===== TEXTO PROPORCIONADO

Las dos opuestas concepciones de pueblo y de constitución aquí recordadas sirven para fundar dos opuestas concepciones de democracia: la democracia plebiscitaria, basada en la concepción organicista de la constitución como expresión de la identidad y de la voluntad del pueblo, y la democracia pluralista basada, por el contrario, en la concepción contractualista de la constitución como pacto de convivencia entre individuos diferentes y desiguales.

==========
===== REGISTROS

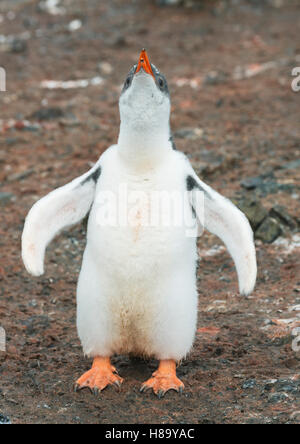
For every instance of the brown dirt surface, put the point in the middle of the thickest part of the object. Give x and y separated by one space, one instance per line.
242 368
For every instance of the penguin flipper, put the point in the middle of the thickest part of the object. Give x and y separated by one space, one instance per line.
61 208
222 218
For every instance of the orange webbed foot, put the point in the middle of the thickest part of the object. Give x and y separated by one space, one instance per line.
99 377
164 379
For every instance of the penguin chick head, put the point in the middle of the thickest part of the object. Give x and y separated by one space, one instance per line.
145 100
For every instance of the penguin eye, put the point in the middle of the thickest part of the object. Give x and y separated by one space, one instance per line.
161 82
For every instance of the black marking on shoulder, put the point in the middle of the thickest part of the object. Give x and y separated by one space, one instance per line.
171 139
191 184
94 176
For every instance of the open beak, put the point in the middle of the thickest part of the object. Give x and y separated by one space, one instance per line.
144 63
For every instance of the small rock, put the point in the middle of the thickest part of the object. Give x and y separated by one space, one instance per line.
5 198
189 133
280 213
253 209
18 46
19 176
48 114
251 183
275 398
292 165
215 78
268 231
251 383
4 419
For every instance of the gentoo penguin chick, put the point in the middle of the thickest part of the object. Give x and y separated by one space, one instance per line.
137 287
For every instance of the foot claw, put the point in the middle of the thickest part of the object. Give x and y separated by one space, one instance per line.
98 378
163 380
161 394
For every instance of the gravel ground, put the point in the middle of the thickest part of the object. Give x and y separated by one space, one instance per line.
229 68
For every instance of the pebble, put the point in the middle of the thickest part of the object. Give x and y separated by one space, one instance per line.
268 231
251 383
4 419
5 198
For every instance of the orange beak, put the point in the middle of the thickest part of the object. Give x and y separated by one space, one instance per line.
144 63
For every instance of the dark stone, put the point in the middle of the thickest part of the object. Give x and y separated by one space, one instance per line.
18 46
251 183
5 198
292 165
47 114
275 398
250 383
280 213
4 419
268 231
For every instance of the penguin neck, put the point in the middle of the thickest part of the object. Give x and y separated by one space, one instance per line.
143 149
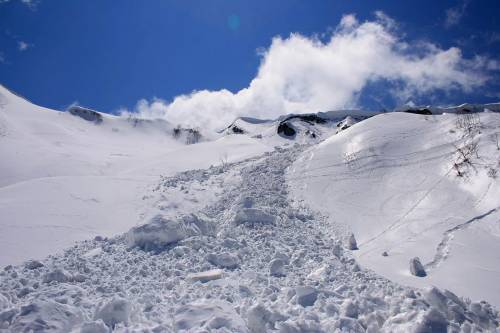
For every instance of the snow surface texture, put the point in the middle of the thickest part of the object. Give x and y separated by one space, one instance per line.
104 284
414 186
65 179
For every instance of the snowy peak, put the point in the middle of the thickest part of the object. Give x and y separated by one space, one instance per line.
463 108
307 128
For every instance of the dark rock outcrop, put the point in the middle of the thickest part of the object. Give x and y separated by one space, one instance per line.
286 129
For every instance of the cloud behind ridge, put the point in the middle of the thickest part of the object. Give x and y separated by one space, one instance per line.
301 74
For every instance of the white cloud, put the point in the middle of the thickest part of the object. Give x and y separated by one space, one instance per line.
454 15
300 74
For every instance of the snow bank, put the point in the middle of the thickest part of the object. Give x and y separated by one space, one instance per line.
208 315
161 232
253 216
113 312
46 316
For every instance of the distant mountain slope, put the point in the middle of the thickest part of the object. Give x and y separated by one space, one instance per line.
415 186
64 178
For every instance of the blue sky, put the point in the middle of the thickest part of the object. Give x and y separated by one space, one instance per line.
109 55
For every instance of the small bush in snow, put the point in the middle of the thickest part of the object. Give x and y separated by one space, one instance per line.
351 243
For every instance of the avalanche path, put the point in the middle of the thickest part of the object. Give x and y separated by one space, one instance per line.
225 250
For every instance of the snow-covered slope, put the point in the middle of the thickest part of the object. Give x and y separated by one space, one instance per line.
64 179
414 186
137 231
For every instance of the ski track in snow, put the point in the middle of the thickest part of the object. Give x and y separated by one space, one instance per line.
444 248
315 286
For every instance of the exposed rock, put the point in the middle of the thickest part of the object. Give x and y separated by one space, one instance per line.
286 129
33 264
416 267
306 296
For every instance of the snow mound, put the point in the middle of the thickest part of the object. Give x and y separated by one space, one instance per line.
161 232
117 310
223 260
46 316
253 216
208 315
86 114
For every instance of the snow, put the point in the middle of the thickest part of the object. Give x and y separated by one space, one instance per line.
113 312
64 179
213 274
122 227
391 181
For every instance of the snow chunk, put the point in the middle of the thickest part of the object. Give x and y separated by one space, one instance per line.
97 326
208 315
33 264
277 267
251 216
416 268
115 311
157 234
432 321
57 275
4 302
351 243
223 260
206 276
46 316
257 317
350 309
306 296
319 274
162 231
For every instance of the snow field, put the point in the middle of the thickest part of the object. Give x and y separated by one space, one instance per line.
104 284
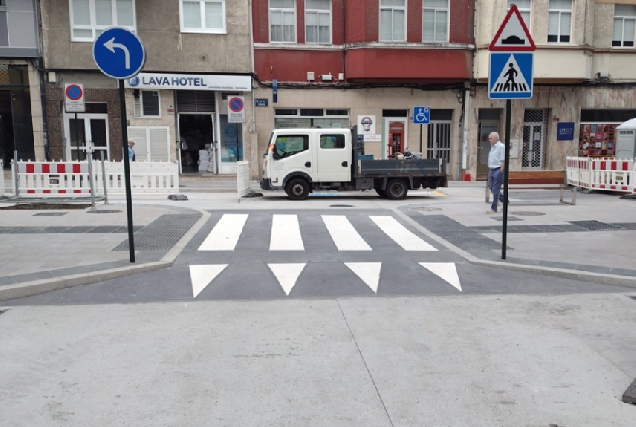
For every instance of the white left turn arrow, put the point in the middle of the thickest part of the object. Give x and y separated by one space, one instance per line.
111 45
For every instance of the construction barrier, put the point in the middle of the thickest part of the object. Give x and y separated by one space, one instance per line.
242 179
602 174
64 179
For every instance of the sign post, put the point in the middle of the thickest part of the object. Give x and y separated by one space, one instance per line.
510 76
119 54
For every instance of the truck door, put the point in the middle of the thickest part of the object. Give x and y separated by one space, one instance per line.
334 157
292 153
395 143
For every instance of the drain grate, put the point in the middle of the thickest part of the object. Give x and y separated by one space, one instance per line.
595 225
528 213
50 214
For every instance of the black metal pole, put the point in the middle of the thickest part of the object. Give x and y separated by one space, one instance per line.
506 170
124 133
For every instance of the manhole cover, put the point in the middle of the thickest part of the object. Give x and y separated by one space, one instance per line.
50 214
528 213
595 225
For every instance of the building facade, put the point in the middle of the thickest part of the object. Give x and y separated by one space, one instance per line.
198 55
338 63
21 125
583 74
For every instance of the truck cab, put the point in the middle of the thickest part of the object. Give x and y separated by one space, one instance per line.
298 159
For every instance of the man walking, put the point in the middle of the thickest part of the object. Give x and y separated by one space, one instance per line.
496 166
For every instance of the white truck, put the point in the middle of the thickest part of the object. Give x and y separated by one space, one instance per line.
301 161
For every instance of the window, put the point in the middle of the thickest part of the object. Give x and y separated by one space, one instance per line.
332 141
202 16
392 20
318 21
89 18
560 21
288 145
282 21
435 21
147 104
624 26
524 7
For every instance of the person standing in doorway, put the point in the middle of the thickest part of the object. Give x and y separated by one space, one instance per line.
131 152
496 167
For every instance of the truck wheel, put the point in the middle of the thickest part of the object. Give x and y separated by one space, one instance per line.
297 189
396 189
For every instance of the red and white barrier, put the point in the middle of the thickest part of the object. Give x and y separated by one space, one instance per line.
602 174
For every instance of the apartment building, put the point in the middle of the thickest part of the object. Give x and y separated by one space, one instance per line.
337 63
21 125
198 53
583 74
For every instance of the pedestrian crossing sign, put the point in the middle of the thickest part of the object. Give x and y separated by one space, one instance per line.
510 75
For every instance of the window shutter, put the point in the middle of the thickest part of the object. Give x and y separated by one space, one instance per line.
159 142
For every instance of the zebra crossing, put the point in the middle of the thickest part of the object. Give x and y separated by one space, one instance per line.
298 251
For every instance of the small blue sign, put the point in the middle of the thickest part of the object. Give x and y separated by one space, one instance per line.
565 131
422 115
119 53
510 75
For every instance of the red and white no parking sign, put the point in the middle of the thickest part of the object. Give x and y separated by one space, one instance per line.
236 109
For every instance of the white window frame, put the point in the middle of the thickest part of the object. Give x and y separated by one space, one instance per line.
527 10
282 10
434 10
138 105
203 30
93 26
392 8
624 18
319 12
560 33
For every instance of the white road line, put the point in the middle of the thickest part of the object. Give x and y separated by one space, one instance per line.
287 274
202 275
285 234
369 272
225 234
445 270
343 234
400 235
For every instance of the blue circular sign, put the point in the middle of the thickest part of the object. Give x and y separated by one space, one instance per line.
119 53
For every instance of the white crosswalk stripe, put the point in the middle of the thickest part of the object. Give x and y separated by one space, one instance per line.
343 234
286 234
400 234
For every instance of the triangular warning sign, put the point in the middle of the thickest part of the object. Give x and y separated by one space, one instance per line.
511 79
513 35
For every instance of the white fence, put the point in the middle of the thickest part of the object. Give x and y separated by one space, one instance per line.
242 179
602 174
61 179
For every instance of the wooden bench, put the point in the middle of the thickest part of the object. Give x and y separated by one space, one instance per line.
537 180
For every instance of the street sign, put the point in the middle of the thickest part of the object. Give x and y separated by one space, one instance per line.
510 75
119 53
236 109
74 98
422 115
513 35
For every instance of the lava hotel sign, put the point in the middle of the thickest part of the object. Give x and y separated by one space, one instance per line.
189 82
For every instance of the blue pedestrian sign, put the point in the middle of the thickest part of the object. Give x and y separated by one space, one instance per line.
510 75
422 115
119 53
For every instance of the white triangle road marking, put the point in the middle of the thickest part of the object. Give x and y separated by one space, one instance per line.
287 274
369 272
445 270
202 275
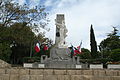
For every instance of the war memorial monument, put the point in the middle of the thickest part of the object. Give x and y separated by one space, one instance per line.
60 56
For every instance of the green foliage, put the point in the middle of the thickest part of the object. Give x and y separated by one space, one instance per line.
31 59
109 44
11 12
93 44
115 55
16 25
85 54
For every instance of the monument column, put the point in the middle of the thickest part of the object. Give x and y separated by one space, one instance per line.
60 31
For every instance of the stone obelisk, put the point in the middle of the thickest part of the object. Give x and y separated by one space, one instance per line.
61 31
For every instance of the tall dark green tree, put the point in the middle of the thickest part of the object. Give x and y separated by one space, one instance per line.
93 43
109 45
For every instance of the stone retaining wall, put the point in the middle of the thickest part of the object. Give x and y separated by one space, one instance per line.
57 74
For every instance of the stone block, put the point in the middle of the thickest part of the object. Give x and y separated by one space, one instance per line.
118 72
36 77
116 77
12 71
87 72
14 77
41 65
71 72
48 72
2 71
112 73
96 66
4 77
60 77
36 71
24 71
67 77
113 66
60 72
79 72
24 77
99 73
28 65
78 66
50 77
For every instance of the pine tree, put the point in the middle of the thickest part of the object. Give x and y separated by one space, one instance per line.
93 43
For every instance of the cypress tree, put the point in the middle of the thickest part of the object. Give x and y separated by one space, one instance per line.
93 43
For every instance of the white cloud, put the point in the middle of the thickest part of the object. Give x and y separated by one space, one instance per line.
21 2
79 16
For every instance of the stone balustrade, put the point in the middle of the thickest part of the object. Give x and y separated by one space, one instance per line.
58 74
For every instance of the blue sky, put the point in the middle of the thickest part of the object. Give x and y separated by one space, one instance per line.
79 15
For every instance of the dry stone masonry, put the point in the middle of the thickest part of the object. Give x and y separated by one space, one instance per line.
58 74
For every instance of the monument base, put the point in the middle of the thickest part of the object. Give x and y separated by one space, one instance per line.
60 58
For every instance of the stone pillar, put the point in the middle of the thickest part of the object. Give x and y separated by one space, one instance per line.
78 59
41 59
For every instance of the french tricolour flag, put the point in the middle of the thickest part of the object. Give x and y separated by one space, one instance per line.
37 47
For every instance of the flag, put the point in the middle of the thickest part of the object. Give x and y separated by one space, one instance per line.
71 50
45 47
37 47
79 47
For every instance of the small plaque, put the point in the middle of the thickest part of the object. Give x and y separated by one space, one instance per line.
113 66
28 65
78 66
96 66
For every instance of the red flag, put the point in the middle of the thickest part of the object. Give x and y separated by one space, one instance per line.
37 47
78 49
45 47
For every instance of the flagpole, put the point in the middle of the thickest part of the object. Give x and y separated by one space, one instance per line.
31 50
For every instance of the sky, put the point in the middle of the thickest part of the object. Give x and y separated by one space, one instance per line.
79 15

==========

* TAREA REQUERIDA
Por favor, escribe la continuación del texto sobre las dos concepciones opuestas de democracia a partir de su última oración.

* RESPUESTA ESCRITA
Hay un pasaje de Aristóteles que ilustra estas dos distintas concepciones de la democracia y contiene, al mismo tiempo, la definición quizá más ilustrativa del populismo. Distinguiendo entre democracia y demagogia, dentro de la más amplia distinción entre las tres formas de gobierno y sus posibles degeneraciones, Aristóteles afirma que la demagogia es esa forma degenerada de democracia en la que “el soberano es el pueblo y no la ley” y “los muchos”, a diferencia de lo que sucede en la democracia, “tienen el poder no como individuos, sino en conjunto”. Es entonces, dice Aristóteles, cuando aparecen “los demagogos” y “los aduladores son honrados, y esta clase de democracia es, respecto de las demás, lo que la tiranía entre las monarquías”, ya que “el demagogo y el adulador son una y la misma cosa; unos y otros son los más poderosos en sus regímenes respectivos, los aduladores con los tiranos y los demagogos con los pueblos de esa condición” (Aristóteles, 1292a, p. 176)5. En suma, el demagogo es al pueblo lo que los aduladores a los tiranos. Con la diferencia de que en la tiranía los aduladores permanecen en su puesto, mientras en la demagogia, ya que el pueblo no existe como macrosujeto, el demagogo se transforma en tirano.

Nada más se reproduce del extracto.